### Problem to solve:
Check each line of the listing for the word "instance" and report the ones that have it.

### Provided information:

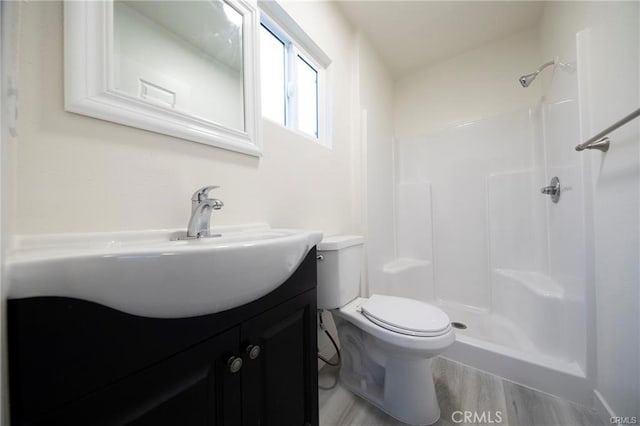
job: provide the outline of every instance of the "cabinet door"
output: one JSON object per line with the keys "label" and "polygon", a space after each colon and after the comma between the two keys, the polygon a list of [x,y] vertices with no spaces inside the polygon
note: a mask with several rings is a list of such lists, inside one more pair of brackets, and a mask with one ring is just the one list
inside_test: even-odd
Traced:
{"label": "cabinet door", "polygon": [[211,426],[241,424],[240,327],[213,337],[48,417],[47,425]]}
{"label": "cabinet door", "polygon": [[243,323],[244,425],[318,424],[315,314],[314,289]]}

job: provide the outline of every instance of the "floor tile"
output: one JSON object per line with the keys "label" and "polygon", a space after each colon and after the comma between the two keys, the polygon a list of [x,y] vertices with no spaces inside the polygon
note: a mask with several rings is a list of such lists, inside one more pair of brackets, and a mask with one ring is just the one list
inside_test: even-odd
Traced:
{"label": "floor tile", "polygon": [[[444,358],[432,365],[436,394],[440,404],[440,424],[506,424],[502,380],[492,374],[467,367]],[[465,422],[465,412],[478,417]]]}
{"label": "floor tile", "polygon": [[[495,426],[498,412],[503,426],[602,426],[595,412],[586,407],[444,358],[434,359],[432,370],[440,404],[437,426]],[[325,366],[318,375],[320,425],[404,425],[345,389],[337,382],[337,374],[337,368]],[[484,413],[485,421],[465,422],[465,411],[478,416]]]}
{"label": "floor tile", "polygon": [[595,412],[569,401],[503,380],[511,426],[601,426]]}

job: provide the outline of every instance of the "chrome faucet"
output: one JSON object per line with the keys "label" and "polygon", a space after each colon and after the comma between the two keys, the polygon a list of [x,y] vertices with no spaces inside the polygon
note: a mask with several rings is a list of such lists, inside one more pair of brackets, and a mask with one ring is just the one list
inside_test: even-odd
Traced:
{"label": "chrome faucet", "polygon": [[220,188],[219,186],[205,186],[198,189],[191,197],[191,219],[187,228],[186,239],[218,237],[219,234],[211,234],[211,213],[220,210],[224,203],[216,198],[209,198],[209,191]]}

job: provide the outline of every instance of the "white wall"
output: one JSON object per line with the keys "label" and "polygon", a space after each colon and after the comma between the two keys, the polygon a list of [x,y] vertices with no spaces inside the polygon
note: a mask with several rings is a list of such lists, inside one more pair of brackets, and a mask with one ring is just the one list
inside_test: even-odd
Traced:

--

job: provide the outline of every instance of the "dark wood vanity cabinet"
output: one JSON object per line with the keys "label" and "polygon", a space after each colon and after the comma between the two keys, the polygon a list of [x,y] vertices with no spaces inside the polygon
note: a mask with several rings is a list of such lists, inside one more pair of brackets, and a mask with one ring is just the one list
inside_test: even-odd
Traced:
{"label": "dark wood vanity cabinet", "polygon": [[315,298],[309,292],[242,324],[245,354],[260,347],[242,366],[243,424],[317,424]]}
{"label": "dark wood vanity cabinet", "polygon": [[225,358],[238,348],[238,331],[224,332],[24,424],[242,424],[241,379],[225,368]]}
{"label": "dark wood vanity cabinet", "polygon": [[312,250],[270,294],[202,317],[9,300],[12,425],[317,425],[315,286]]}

### Finished exercise:
job: provide the outline of every instance of the "cabinet door"
job: provide the outline of every instance of the "floor tile"
job: provide the outline of every instance of the "chrome faucet"
job: provide the outline of every instance of the "white wall"
job: provide the outline of every instance of the "dark wood vanity cabinet"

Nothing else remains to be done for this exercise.